**Selected excerpt:**
Ruebsaat Art

SUSANNA RUEBSAAT, PhD

Darkness within darkness.

The gateway to all understanding. (1)

Not long after my vision loss, I went to an unfamiliar city. I wondered if extending myself into the unknown in this manner would bring me some insight into the equally uncharted terrain of my blindness. Where was I? Inside or outside of myself? Was this blackness surrounding me or in me? I needed to extend this dark interiority so that I might discover its seed, the deep intention psyche held for me. I wanted to twist into the inside/outside polarization itself.

I had previously taken for granted my ability to stride into the landscape in front of me so blindly while still fully sighted. Now I was entering this gap between the intention and extension my experimentation with the unknown presented to me: the very liminality of my own subjectivity. I needed to leap into this mythopoetic landscape in order to close this gap, ironically, by entering into it. Here I was like a liminal activist wanting to shape symbolic processes into embodied images I could see. So I felt for my camera.

The camera is a small symbolic version of the vessel of transformation, that vas in alchemy. The body and lens of the camera operate much like a mythopoetic inquiry—holding images inside its dark body and transforming them into pictures. I knew the camera would surely be the trusty friend it had been for so long while I was fully sighted. My intention was to see, even if my eyes could no longer do this in a manner I was accustomed to.

Susanna Ruebsaat PhD, BCATR, RCC, RCC-ACS is a registered art therapist and clinical counselor, supervisor, and doctoral mentor at City University who has been in practice for 25 years. She has a background in Jungian theory and practice and is also interested in further exploring Existential Psychoanalysis in its endeavour to engage rather than fear the unknown, understanding the unknown as the necessary condition for creativity.

She has one book published: “Mourning the Dream/Amor Fati. An Illustrated Mythopoetic Inquiry” and is working on her second: “I Myself am a Dream. Growing Down into Our Mythological Roots”.

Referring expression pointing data

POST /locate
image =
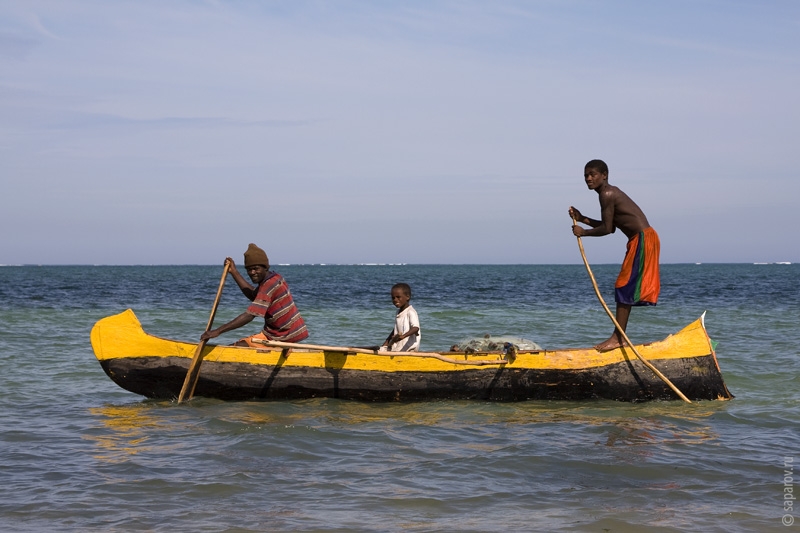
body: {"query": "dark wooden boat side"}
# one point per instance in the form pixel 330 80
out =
pixel 334 375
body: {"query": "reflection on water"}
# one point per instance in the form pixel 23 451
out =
pixel 128 428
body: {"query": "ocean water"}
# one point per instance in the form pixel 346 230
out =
pixel 77 453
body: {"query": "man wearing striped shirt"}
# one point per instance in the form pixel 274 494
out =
pixel 270 299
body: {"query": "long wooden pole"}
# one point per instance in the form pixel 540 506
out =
pixel 190 382
pixel 619 328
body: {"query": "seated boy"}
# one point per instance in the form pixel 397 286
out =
pixel 405 336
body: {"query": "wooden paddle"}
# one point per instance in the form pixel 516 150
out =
pixel 194 368
pixel 619 328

**Work to complete:**
1 > Answer the following from the text on Susanna Ruebsaat.
(a) Where did she go not long after her vision loss?
(b) For how many years has she been in practice?
(c) What is the title of her published book?
2 > According to the text on Susanna Ruebsaat, why did she travel to an unfamiliar city after losing her vision?
3 > Rewrite the passage of the text on Susanna Ruebsaat from "The camera is" to "condition for creativity.", changing "trusty friend" to "faithful companion".

**Answers to the tasks:**
1 >
(a) An unfamiliar city.
(b) 25 years.
(c) "Mourning the Dream/Amor Fati. An Illustrated Mythopoetic Inquiry"

2 > She wondered whether extending herself into the unknown in this way would give her some insight into the equally uncharted terrain of her blindness.

3 >
The camera is a small symbolic version of the vessel of transformation, that vas in alchemy. The body and lens of the camera operate much like a mythopoetic inquiry—holding images inside its dark body and transforming them into pictures. I knew the camera would surely be the faithful companion it had been for so long while I was fully sighted. My intention was to see, even if my eyes could no longer do this in a manner I was accustomed to.

Susanna Ruebsaat PhD, BCATR, RCC, RCC-ACS is a registered art therapist and clinical counselor, supervisor, and doctoral mentor at City University who has been in practice for 25 years. She has a background in Jungian theory and practice and is also interested in further exploring Existential Psychoanalysis in its endeavour to engage rather than fear the unknown, understanding the unknown as the necessary condition for creativity.